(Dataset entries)
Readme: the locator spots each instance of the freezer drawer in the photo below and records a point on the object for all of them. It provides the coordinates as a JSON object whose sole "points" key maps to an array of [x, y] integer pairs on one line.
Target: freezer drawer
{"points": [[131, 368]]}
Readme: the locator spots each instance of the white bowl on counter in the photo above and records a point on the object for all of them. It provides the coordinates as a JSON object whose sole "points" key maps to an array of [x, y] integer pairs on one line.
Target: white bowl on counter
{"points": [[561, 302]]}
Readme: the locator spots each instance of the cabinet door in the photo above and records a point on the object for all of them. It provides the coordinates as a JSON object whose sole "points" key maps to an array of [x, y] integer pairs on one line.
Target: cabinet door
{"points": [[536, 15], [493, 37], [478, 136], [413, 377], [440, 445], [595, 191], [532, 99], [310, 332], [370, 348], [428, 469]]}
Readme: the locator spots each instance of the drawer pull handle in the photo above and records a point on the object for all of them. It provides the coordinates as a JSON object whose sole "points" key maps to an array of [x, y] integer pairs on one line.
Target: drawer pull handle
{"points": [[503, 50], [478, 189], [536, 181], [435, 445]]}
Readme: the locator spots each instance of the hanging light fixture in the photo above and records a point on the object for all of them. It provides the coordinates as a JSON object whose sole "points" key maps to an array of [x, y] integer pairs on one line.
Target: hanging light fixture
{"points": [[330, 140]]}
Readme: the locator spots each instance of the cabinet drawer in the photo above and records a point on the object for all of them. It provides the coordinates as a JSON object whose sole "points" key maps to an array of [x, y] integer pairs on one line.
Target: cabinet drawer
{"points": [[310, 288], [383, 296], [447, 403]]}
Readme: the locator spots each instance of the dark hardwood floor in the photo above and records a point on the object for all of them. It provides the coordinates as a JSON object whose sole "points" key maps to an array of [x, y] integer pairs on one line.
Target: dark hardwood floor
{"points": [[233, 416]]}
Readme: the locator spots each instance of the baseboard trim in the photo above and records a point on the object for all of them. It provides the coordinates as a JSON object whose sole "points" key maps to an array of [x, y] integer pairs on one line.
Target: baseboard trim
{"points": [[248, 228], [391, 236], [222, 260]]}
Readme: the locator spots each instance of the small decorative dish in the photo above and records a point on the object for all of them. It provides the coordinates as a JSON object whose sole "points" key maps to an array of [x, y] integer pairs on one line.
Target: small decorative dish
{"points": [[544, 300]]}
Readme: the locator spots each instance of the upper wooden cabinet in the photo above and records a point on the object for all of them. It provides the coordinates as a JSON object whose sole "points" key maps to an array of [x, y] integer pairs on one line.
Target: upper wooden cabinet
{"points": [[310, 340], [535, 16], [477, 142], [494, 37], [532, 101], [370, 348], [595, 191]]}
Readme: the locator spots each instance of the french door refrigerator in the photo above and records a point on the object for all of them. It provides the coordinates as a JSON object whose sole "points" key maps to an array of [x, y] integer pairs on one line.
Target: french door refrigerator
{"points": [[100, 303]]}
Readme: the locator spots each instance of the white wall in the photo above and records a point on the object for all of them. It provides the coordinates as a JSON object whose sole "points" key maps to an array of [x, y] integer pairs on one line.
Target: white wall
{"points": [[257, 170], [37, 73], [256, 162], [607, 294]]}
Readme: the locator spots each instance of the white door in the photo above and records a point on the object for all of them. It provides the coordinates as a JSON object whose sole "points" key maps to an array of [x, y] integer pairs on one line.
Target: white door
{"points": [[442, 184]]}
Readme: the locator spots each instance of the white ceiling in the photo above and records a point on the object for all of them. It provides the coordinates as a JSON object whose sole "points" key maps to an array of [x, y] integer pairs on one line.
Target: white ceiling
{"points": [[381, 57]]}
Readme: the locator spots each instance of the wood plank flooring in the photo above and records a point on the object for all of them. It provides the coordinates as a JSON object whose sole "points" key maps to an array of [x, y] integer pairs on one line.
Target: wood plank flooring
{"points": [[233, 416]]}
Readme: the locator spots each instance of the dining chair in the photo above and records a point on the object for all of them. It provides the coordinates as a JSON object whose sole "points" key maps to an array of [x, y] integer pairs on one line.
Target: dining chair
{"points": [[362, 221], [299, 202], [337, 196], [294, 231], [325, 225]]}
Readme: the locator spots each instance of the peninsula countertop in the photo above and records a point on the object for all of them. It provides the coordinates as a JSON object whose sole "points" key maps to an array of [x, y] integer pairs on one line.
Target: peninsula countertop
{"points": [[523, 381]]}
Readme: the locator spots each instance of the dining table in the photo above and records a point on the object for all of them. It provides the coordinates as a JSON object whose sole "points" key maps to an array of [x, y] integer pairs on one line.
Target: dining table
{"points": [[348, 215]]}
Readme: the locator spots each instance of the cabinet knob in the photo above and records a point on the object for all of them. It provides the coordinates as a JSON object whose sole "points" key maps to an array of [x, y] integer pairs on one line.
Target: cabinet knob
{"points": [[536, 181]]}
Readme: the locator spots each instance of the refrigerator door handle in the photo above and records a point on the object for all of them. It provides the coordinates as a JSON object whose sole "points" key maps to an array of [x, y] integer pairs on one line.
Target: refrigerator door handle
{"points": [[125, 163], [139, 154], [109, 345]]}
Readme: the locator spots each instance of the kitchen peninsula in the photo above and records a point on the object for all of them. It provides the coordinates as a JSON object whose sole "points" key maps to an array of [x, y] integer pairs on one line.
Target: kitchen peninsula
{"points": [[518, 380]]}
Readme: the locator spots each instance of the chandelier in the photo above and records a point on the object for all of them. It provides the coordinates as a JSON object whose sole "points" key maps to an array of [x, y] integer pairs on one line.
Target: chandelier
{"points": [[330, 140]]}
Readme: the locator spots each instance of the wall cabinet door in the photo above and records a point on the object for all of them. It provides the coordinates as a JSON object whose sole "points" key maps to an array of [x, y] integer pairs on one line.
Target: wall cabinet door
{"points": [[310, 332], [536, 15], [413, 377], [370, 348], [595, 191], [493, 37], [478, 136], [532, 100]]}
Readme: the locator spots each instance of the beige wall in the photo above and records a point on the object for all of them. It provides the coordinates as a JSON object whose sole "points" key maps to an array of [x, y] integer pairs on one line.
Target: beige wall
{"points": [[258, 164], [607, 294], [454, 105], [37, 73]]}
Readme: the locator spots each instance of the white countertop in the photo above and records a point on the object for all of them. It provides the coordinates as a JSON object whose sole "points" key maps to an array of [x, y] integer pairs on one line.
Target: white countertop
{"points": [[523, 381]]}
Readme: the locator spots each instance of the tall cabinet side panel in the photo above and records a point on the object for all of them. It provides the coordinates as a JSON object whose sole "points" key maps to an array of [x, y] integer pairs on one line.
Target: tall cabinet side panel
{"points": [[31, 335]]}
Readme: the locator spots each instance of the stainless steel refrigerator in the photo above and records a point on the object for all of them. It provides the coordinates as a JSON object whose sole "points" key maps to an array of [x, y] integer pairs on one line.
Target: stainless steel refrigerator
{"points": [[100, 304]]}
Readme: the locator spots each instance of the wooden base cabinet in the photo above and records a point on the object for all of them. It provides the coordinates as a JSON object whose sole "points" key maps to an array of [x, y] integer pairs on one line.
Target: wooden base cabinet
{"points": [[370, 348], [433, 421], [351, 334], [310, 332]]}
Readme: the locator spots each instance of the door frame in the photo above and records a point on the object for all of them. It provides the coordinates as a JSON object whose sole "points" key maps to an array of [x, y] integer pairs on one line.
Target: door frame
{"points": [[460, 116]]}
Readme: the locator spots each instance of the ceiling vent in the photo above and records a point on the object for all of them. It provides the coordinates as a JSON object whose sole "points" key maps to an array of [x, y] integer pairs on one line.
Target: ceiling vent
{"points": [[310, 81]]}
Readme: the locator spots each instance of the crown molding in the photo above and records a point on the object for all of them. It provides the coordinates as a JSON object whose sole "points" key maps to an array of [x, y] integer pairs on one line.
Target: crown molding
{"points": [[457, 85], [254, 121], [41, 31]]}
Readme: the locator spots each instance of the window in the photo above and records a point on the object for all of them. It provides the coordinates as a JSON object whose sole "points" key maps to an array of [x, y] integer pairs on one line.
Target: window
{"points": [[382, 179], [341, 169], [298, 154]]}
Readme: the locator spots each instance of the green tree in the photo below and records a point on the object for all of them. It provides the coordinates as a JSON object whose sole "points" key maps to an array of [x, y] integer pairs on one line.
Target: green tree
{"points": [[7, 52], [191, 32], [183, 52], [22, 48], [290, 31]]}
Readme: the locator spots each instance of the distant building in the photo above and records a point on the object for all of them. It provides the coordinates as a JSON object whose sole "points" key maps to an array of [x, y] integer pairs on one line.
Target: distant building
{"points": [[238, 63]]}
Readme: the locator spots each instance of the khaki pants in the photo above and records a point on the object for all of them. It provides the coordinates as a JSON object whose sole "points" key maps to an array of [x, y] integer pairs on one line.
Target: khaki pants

▶ Required action
The expected answer is a copy of every line in the entries that holds the word "khaki".

▶ Answer to the exercise
Readme: the locator spots each instance of the khaki pants in the photo above and records a point on the object for all of them. It provides the coordinates as a JSON object whose sole "points" key maps to an array of [x, y] integer pairs on one line.
Target: khaki pants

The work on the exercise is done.